• _Assigned task_
An exact copy of every record below is needed, with the pictures left out.

• _Extracted material_

Start of Block

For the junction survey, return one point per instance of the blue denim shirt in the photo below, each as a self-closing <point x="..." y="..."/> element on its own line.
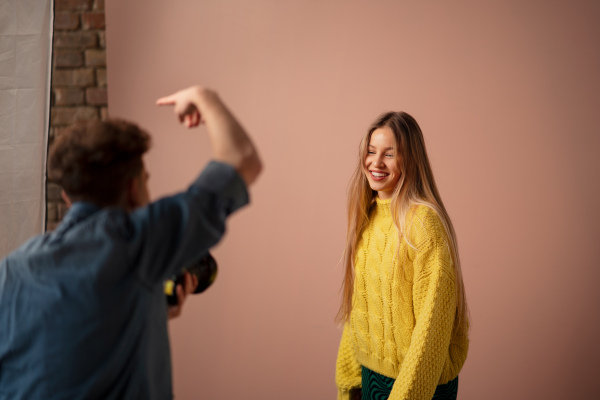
<point x="82" y="309"/>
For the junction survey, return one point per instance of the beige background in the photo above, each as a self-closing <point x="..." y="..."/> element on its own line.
<point x="507" y="95"/>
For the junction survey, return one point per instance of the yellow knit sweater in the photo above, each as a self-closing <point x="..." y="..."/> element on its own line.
<point x="403" y="308"/>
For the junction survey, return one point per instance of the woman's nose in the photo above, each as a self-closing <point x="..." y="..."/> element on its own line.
<point x="379" y="162"/>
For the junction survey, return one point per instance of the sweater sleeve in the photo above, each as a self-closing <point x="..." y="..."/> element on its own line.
<point x="434" y="302"/>
<point x="347" y="369"/>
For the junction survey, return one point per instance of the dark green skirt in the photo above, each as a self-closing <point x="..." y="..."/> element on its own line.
<point x="378" y="387"/>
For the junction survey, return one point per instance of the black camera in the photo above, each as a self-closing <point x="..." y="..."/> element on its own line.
<point x="205" y="270"/>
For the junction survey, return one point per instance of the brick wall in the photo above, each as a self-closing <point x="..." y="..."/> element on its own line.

End of Block

• _Result of the exercise_
For the junction survey, return one point per instance of the blue denim shirt in the photo below, each as a self-closing <point x="..." y="..."/> element on its own line.
<point x="82" y="309"/>
For the junction survey, return one point per instance of the beige background in the photo above, each as a self-closing <point x="..." y="..."/> element on its own line.
<point x="507" y="95"/>
For the junction survey, return one point per instance of the yellow knit sweater in the photo above, each as a self-closing <point x="..." y="..."/> element on its own line.
<point x="403" y="308"/>
For the junction survey, return one point per instance of the woman's nose in the photo above, each as a self-closing <point x="..." y="..."/> element on its own line.
<point x="379" y="162"/>
For the junction survey, return one point per instance of the sweater sleeve in the photo above, each as a self-closing <point x="..." y="..."/> element on its own line.
<point x="434" y="302"/>
<point x="347" y="369"/>
For the junction survey, return one point per instance of the dark green skirt in the photo above, each as a self-closing <point x="..." y="..."/> element on its own line.
<point x="378" y="387"/>
For the junction survey, return one point per instance of the black camera in the photo above, each as a self-closing <point x="..." y="..."/> element on its own line.
<point x="205" y="270"/>
For the junction survey, return one point per instance of the brick wall in the photo above, each as a self-closing <point x="..." y="..."/> element on its own line.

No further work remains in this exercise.